── Quoted passage

Ewes generally show low worm burdens, which produce only a small number of eggs, due to natural immunity to worms developed over time.
But as SRUC veterinary investigation officer David Gibson says, around lambing time, ewes temporarily lose their immunity to worms, causing worm egg numbers in their faeces to rise.
He says: “This can heavily contaminate pastures, threatening the health and growth of lambs later in the season. Because of this, many farmers have a policy of worming around lambing time. However, treatment at this time can also have serious consequences for the development of anthelmintic resistance.
“This is because a lower proportion of the total worms on a farm are living on pasture during winter and early spring – most surviving worms are inside the sheep you are planning to treat. A higher proportion of worms on the farm will therefore be exposed to the wormer used at this time, increasing the pressure to select for anthelmintic resistant worms on the farm.”
Mr Gibson says as a result, the timing of dosing and the choice of wormer are both ‘very important’.
“If the immunity of ewes is still low when the effect of the lambing worm dose wears off, they are likely to become heavily re-infected quickly, particularly if pastures have high levels of infective larvae.
“This will reduce the risk of resistance developing, but the benefit of treatment in terms of reducing pasture contamination will be very limited. Therefore, dosing ewes when immunity is low will only reduce their output of worm eggs for a short time.”
To avoid increasing the risk of developing anthelmintic resistance when dosing ewes at turn-out, Mr Gibson advises following two protocols.
“Firstly, leave a proportion of ewes [about one in 10] in good condition untreated to allow some contamination of the pasture with eggs of non-resistant [susceptible] worms to dilute the number of resistant worms on the pasture.
“The best ewes to leave untreated are the ones which will not be under pressure and will be less likely to have a high worm egg output. Good candidates to select include those carrying single lambs and mature ewes in good body condition which are carrying twins.
“Secondly, treat early post-lambing or at lambing to ensure ewes become re-infected with some susceptible worms before their immunity is fully restored. Do not treat them too early, for example at housing well before lambing, or much later in lactation.”
Mr Gibson says the desired effect is a ‘balancing act’ between protecting lambs from a high worm burden later in the season and protecting the farm from developing anthelmintic resistant worms due to over-exposure to wormers.

────
── Material shown

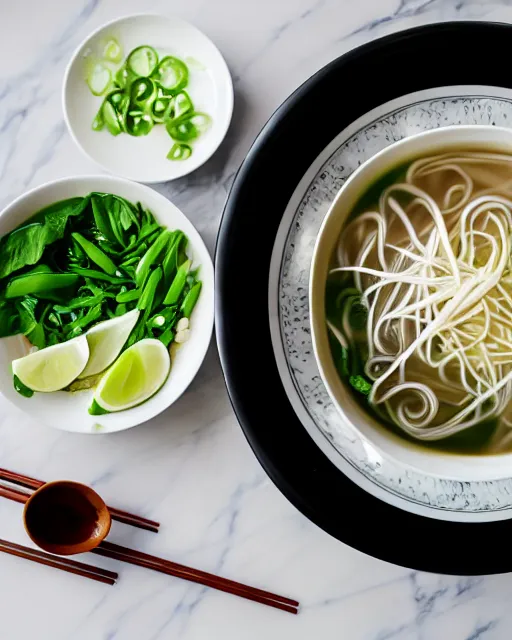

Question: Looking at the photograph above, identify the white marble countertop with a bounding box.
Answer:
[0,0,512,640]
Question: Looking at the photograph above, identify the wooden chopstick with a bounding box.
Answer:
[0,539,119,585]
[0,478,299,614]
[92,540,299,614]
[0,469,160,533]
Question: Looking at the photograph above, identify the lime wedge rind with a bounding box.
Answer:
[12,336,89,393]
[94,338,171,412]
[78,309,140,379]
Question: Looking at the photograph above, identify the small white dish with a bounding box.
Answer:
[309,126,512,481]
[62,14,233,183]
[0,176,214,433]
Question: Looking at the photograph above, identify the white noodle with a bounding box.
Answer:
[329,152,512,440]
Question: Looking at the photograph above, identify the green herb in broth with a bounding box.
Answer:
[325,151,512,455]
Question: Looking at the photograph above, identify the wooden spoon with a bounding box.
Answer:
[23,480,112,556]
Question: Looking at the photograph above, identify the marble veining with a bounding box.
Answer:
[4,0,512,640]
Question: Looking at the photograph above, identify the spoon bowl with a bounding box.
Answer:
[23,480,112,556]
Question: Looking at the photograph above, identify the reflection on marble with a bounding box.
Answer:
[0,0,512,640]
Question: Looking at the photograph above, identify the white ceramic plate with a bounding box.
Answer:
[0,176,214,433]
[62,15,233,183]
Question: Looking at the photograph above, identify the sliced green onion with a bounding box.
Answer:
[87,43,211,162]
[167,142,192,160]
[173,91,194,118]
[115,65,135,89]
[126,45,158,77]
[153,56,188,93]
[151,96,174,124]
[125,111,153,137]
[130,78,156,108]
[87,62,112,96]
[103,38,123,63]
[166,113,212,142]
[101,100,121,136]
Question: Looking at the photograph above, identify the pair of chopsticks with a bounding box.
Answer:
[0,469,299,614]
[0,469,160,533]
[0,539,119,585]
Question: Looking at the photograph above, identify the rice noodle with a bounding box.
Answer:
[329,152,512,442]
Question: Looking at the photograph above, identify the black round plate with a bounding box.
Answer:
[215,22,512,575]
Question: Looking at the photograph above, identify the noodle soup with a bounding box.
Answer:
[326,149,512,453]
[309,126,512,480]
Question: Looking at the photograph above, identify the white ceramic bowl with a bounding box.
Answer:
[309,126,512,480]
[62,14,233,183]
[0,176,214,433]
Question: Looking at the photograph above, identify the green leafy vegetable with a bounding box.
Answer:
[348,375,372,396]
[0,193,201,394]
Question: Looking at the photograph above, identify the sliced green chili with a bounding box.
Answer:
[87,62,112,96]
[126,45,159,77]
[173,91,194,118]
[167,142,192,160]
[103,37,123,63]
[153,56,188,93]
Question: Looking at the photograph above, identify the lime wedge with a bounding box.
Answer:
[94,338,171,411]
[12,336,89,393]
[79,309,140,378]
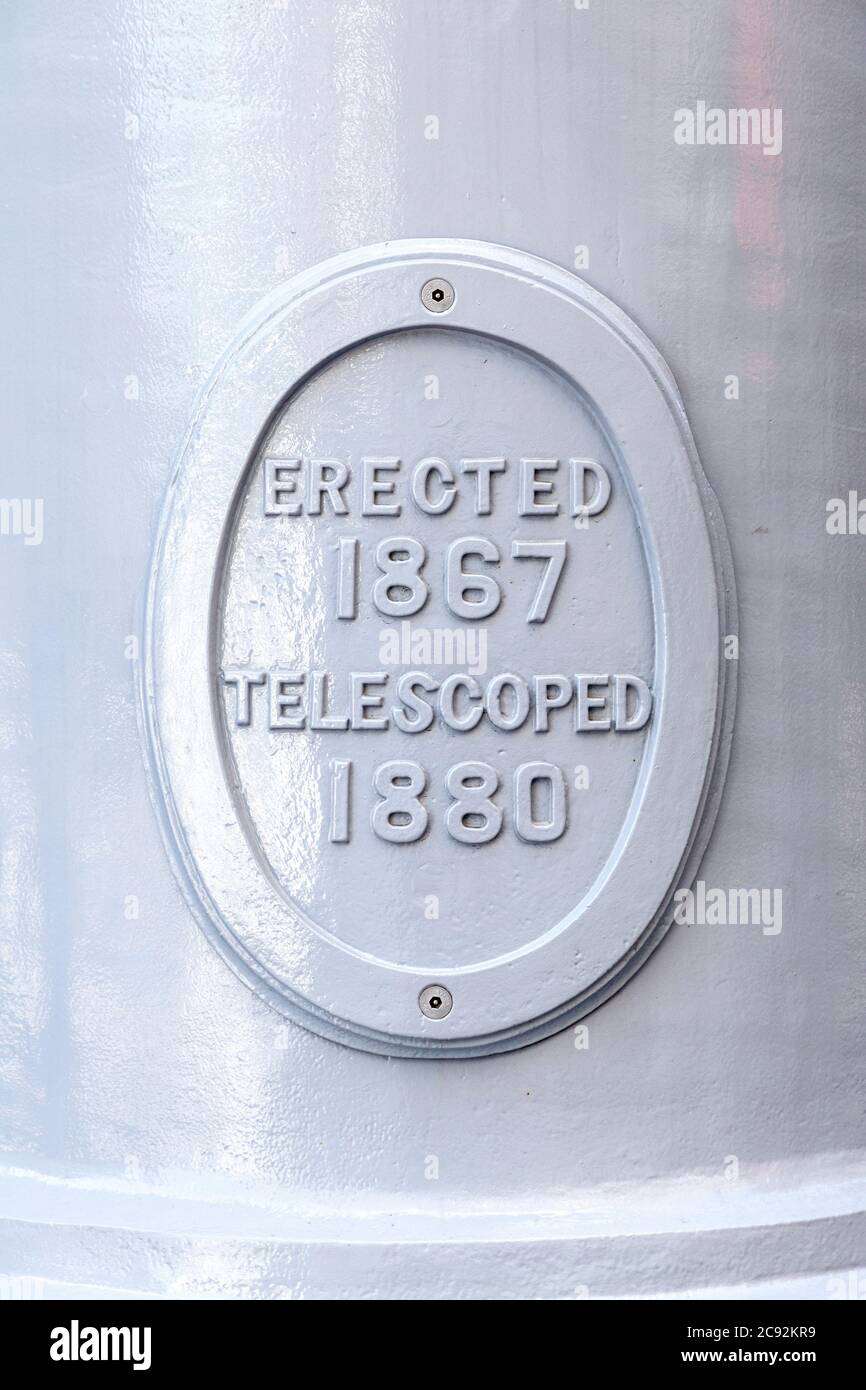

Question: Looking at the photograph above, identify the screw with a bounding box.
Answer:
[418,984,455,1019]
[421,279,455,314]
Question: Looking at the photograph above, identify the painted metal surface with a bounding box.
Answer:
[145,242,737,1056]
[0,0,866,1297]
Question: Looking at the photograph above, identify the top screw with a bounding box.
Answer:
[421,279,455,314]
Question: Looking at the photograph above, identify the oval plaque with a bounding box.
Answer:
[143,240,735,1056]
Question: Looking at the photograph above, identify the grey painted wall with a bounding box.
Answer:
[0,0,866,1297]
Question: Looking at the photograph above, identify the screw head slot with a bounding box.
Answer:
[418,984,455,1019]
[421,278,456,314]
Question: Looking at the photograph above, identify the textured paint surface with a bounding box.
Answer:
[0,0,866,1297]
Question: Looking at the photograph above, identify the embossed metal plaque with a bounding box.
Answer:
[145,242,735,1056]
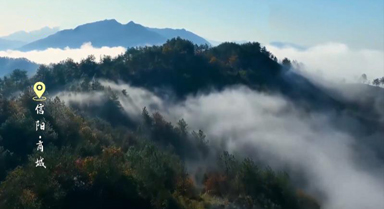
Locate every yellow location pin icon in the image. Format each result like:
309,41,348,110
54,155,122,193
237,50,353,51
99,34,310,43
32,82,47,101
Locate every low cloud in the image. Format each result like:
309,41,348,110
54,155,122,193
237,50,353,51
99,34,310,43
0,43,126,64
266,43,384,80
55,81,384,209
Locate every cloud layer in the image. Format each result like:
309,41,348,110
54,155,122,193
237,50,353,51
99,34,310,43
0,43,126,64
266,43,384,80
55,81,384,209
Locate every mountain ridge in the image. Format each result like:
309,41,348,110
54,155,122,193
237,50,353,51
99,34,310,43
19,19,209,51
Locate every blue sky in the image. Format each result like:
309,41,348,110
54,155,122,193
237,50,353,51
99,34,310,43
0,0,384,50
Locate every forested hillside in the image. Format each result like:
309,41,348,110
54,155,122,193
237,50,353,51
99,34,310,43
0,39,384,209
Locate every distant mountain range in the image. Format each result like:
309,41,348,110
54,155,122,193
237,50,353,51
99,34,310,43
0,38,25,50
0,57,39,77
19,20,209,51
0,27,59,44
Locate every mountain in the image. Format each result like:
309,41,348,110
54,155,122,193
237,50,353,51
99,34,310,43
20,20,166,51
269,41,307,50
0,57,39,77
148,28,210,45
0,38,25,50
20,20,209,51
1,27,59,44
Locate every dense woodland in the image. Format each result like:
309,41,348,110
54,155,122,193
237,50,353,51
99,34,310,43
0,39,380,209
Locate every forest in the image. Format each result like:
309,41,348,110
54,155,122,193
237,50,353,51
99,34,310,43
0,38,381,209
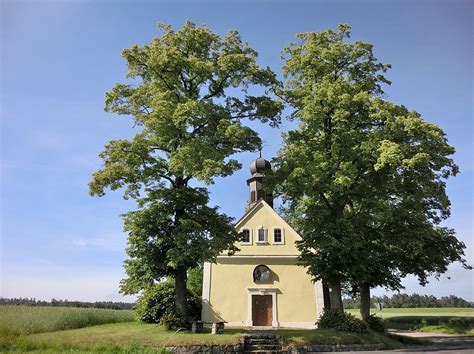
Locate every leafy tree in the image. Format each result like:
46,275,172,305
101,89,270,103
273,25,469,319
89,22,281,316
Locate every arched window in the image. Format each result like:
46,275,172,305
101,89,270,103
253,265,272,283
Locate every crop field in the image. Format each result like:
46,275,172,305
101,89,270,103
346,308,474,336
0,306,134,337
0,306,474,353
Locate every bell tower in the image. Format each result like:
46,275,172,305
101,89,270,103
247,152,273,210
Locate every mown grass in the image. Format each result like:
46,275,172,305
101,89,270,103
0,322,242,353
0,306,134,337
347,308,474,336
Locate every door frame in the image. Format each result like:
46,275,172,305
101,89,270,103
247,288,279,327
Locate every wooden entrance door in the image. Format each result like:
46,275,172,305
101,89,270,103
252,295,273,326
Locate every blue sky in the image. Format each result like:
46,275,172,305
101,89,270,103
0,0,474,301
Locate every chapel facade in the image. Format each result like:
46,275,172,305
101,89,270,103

────

- _Tasks to perform_:
#1 According to the text on worming ewes around lambing, about what proportion of ewes should be left untreated?
#2 Extend the text on worming ewes around lambing, picking up after its last sentence.

- _Your written answers_:
#1 About one in 10 ewes in good condition.

#2
As anthelmintic resistance is now very common, it is essential to know which groups of wormers are effective. This can easily be done by checking faeces samples from ewes around lambing time when infection levels are likely to be high. Depending on the wormer being used, post-dosing checks should be carried out at the appropriate time (see panel).
Mr Gibson says some worm products for sheep have a persistent action, preventing re-infection with particular worms for a period after treatment, for example.
He says: “Use of a persistent product has been popular as it can take the place of two treatments of a short-acting wormer when pasture contamination is high and sheep are becoming re-infected with susceptible larvae. They should not be used when pasture contamination is low, for example, when sheep are being turned out to fairly clean grazing.
“However, using such products expose worms to the drug for a long period and this may increase the likelihood of anthelmintic resistance developing. Additionally, the ‘long action’ only applies to certain types of worms – nematodirus, for instance, is not included in the persistent action of moxidectin.”
Mr Gibson says care needs to be taken when choosing a product for ewes around lambing time. He advises:
“Worming to avoid developing anthelmintic resistance is becoming increasingly urgent, particularly illustrated by the recent reports of development of resistance to the new wormer monepantel in Holland in late autumn last year. Farmers should seek advice from the Sustainable Control of Parasites in Sheep group and discuss any concerns directly with their vet.”